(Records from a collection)
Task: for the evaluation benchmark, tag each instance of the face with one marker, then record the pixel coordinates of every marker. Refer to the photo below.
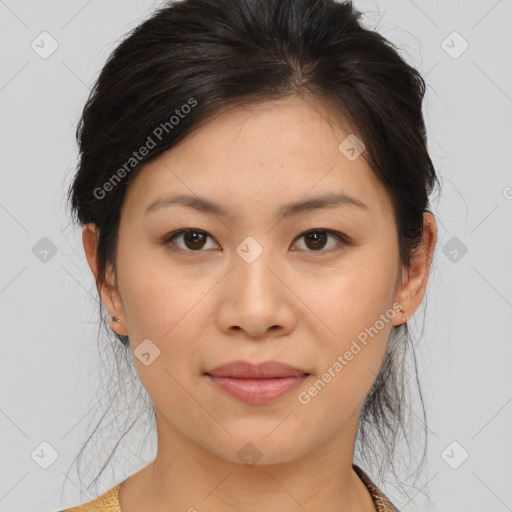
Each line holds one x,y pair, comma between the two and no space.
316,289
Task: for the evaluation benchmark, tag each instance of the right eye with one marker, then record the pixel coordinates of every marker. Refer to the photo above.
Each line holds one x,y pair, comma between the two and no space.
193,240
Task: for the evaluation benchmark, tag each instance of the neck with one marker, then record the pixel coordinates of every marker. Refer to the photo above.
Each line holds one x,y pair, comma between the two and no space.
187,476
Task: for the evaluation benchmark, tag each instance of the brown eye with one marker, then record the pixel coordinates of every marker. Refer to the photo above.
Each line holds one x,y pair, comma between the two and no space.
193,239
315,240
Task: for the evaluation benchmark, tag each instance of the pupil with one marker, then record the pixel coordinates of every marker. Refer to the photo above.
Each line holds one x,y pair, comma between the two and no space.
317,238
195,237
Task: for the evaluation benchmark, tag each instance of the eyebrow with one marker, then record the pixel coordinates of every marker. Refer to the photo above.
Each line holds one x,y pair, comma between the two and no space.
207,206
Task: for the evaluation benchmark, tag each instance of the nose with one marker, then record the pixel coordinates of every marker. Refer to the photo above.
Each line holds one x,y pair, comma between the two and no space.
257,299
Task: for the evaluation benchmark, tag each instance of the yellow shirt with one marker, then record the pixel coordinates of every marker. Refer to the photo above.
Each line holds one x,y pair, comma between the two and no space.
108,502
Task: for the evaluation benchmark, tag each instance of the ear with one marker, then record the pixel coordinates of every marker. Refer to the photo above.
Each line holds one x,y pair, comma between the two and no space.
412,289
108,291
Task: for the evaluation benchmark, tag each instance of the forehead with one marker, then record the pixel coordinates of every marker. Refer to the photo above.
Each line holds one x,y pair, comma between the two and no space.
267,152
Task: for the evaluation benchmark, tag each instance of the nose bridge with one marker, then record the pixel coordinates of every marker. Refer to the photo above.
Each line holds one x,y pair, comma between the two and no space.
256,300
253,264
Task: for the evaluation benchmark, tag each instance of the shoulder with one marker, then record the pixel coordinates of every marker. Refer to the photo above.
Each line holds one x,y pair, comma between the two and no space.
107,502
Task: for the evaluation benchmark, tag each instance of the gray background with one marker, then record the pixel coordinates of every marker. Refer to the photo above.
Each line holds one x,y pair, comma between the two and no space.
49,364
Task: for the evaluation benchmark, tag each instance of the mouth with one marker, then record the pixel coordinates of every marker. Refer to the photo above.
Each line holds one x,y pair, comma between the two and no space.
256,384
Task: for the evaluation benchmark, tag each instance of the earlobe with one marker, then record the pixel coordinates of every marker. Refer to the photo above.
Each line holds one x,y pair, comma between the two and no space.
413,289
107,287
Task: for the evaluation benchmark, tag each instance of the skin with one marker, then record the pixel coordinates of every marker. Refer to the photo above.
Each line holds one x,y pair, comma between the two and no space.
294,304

## DIRECTIONS FOR THIS TASK
Please copy out, word for word, every line of the material from the line containing "of the skin" through the end of the material.

## OUTPUT FOR THIS EXERCISE
Task: for the evaluation benchmark, tag each instance of the skin with one marker, then record the pixel coordinates of every marker. Refer to the photo above.
Each line holds one x,y pair, comma between the two and no space.
294,304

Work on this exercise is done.